+++ SOURCE EXTRACT +++

The Buffer’s output and inverting input both connect to net 3. That’s the feedback path. R_prec and R_T share net 4. That’s the measurement node. ELK figures out where everything goes:

netlistsvg circuit.json -o output.svg --skin skin_custom.svg

Precision resistor excitation circuit, autorouted by netlistsvg from the JSON above

A few gotchas: the type names in the JSON must match the skin’s alias definitions (r_v not resistor_v, op not opamp). And ImageMagick can’t correctly render netlistsvg’s SVG output; use rsvg-convert instead.

The skin file is a single SVG that controls component symbols, CSS styling, ELK layout parameters, and fonts. I replaced the IEC rectangular resistors with IEEE zigzag symbols, added +/− polarity signs, and added per-component colors:

.symbol.cell_R_prec { stroke: #E67E22; stroke-width: 2.5; }
.symbol.cell_R_T { stroke: #C0392B; stroke-width: 2.5; }
.symbol.cell_Buffer { stroke: #27AE60; fill: #E8F5E9; }

One skin file controls the visual language for every schematic in the curriculum. Change the color palette once and every circuit updates.

From Schematic to Simulation

The real payoff came from a property of the netlist format that wasn’t immediately obvious. The shared net numbers aren’t a layout hint. They define actual circuit connectivity. Net 3 connecting the buffer output, the buffer inverting input, and R_prec pin A is a real electrical node.

+++ RECORDS +++

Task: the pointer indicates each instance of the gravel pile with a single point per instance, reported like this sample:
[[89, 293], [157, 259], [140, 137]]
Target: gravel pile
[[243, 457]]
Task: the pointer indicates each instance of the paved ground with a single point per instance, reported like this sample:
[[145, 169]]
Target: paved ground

+++
+++ RECORDS +++

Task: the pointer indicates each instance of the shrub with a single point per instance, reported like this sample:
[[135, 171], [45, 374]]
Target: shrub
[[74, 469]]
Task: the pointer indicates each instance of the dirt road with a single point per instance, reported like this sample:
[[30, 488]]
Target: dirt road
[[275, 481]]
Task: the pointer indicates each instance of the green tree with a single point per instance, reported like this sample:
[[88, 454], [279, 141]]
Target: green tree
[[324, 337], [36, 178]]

+++
+++ RECORDS +++

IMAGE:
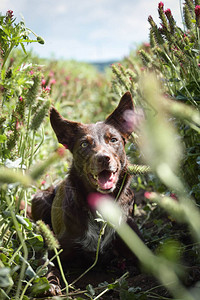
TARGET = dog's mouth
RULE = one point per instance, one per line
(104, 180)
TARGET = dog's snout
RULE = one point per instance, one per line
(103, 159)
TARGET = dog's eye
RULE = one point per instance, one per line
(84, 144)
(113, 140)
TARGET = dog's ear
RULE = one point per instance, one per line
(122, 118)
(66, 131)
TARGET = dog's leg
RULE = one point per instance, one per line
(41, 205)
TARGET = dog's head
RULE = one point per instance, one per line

+++

**WORK ITEM**
Continue the netlistsvg schematic text past its last sentence, which ends "is a real electrical node."

**RESULT OF THE TASK**
The same topology maps directly to a SPICE netlist:

V_exc 2 0 DC 1.0
E_buf 3 0 2 3 1e6
R_prec 3 4 10k
R_T 4 0 10k

Same nodes, same connections, different format. I ran this through ngspice, sweeping NTC resistance across -40°C to 125°C. The simulation verified the expected behavior and produced presentation-ready plots rendered with matplotlib using the same color scheme as the schematic skin:

Voltage vs temperature: the classic NTC crossover at 25°C

NTC resistance vs temperature on a log scale

Single Source of Truth

The architecture:

Circuit definition (canonical)
  ├── netlistsvg JSON → autorouted SVG schematic
  ├── SPICE netlist  → ngspice → numerical verification
  └── matplotlib     → styled plots from circuit parameters

One circuit definition. Three outputs. If R_prec changes from 10kΩ to 100kΩ, the schematic updates, the simulation re-runs, and the plots reflect the new operating point. The lecture slide schematic, the homework simulation, and the lab reference all derive from the same source. No divergence.

The Pipeline So Far

Circuit schematics, the hardest asset type, are solved. The remaining pieces:

• Block diagrams: TBD. Mermaid, Graphviz, d2 all have autorouting by design.
• Equations: TBD. LaTeX standalone or KaTeX.
• Technical illustrations: TBD.
• Conceptual images: TBD. Gemini API or similar.
• Presentation framework: TBD. Must composite SVG assets into slides, PDFs, and web content.

The lesson from this survey applies broadly: for any diagramming task in a pipeline, the layout algorithm matters more than the rendering engine. If a tool requires manual coordinate placement, it’s not a pipeline tool. It’s a drawing tool.

Tools and Versions

• netlistsvg (npm): JSON netlist to autorouted SVG via ELK
• ngspice 44.2: open-source SPICE simulation
• matplotlib (Python): styled data visualization
• rsvg-convert: SVG to PNG (use instead of ImageMagick for netlistsvg output)

Evaluated and rejected: CircuiTikZ (TeX Live 2025), Schemdraw 0.23, Typst 0.14.2 + Zap 0.5.0, KiCad 10.0.3 + kicad-sch-api 0.5.6, MATLAB R2026a + Simscape Electrical, 2Slides API (Gemini/Nano Banana image gen), NotebookLM.